# [SUPPLIED TEXT]
----------

BEFORE_INVERTED_LIST

protected static final int BEFORE_INVERTED_LIST
This value of state means that we should call newInvertedList().

See Also:
Constant Field Values

BEFORE_FREQUENCY

protected static final int BEFORE_FREQUENCY
This value of state means that we are positioned at the start of an inverted list, and we should call writeFrequency(int).

See Also:
Constant Field Values

BEFORE_DOCUMENT_RECORD

protected static final int BEFORE_DOCUMENT_RECORD
This value of state means that we are ready to call newDocumentRecord().

See Also:
Constant Field Values

BEFORE_POINTER

protected static final int BEFORE_POINTER
This value of state means that we just started a new document record, and we should call writeDocumentPointer(OutputBitStream, int).

See Also:
Constant Field Values

BEFORE_COUNT

protected static final int BEFORE_COUNT
This value of state can be assumed only in indices that contain counts; it means that we are positioned just before the count for the current document record.

----------

# [WRITTEN REQUEST]
Please say which method the state-constant documentation says should be called when the state is BEFORE_FREQUENCY.

----------

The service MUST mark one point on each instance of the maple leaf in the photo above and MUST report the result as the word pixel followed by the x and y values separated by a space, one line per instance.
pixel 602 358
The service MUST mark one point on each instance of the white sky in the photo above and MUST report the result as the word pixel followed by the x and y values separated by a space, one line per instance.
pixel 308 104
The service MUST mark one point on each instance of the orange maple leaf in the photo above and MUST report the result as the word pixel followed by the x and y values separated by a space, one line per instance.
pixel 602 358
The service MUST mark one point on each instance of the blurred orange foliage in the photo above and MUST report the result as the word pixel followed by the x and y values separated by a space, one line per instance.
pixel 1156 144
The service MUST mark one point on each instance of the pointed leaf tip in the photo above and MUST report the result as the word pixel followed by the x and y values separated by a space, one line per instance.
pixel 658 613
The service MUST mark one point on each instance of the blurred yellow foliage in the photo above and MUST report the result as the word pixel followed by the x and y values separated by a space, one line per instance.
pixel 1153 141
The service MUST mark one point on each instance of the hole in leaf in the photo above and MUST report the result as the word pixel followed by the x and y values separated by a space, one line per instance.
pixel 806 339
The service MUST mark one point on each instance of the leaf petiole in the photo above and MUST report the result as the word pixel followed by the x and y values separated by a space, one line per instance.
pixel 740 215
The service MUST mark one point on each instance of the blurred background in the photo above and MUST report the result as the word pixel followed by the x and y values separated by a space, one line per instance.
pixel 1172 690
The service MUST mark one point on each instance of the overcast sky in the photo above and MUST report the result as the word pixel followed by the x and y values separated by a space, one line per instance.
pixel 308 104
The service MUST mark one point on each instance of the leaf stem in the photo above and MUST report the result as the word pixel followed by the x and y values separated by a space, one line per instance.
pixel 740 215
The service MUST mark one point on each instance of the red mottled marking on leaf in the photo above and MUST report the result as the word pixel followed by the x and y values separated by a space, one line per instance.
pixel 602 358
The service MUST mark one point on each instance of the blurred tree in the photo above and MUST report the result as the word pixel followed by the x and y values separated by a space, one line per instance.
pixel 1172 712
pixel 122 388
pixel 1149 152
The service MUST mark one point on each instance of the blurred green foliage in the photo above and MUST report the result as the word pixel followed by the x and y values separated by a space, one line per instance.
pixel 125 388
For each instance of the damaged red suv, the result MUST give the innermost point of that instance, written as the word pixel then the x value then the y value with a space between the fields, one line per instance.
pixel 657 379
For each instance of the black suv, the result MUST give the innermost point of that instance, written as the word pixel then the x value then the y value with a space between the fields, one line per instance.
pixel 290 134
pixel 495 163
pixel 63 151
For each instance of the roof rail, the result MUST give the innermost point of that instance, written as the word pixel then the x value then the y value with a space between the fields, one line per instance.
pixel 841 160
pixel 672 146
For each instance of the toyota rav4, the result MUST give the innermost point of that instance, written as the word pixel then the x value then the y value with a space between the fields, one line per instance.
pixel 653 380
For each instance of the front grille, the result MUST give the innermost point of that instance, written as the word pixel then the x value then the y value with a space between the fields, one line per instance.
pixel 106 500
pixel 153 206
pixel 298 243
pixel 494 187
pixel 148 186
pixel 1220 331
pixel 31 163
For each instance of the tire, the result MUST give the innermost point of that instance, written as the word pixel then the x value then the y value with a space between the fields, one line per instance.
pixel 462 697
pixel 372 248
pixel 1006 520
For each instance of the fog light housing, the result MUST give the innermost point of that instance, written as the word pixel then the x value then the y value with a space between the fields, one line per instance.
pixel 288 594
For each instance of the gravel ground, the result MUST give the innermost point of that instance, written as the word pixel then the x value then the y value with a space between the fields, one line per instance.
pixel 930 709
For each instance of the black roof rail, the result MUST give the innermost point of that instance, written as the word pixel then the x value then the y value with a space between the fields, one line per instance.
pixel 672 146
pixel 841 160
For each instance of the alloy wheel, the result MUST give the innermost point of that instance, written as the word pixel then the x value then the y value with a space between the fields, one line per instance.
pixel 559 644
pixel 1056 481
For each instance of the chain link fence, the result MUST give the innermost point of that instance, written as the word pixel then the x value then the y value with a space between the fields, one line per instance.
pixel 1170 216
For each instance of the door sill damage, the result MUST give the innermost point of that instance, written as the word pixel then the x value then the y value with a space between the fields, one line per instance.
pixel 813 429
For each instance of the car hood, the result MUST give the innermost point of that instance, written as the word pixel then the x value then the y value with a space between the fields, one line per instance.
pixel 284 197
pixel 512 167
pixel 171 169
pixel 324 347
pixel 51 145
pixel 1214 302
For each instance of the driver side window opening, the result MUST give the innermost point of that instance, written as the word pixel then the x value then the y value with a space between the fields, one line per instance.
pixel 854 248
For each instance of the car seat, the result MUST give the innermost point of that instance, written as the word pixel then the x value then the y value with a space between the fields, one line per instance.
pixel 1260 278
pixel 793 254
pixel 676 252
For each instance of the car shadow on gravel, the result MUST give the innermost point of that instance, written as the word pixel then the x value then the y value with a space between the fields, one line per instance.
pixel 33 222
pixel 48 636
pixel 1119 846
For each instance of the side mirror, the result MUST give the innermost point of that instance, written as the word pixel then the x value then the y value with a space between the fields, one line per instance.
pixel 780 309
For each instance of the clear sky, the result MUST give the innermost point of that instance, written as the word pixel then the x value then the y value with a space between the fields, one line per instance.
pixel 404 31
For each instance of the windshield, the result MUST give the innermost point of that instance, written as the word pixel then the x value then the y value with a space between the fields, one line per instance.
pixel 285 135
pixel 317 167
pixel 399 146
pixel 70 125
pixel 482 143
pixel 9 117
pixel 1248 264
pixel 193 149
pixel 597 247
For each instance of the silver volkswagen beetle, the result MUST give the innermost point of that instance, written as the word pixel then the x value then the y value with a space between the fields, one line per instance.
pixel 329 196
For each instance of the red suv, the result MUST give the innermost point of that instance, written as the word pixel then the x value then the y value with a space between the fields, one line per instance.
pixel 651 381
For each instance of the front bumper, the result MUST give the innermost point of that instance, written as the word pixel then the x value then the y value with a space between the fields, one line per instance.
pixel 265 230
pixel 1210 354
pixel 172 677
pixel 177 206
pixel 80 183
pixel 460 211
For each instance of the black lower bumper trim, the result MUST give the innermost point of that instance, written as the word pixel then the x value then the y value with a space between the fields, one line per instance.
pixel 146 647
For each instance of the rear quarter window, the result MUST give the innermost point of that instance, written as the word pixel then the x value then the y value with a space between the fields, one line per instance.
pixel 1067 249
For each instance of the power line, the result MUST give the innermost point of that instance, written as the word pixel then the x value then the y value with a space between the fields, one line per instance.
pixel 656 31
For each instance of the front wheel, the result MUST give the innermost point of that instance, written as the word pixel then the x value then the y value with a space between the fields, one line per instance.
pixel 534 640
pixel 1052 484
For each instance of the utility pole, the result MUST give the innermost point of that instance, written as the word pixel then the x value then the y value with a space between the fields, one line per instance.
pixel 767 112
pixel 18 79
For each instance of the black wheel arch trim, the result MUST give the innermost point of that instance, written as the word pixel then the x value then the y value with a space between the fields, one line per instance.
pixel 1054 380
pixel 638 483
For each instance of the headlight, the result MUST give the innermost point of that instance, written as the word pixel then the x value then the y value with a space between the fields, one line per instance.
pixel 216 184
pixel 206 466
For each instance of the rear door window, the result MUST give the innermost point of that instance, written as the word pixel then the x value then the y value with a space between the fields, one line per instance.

----------

# [COMPLETED TASK]
writeFrequency(int)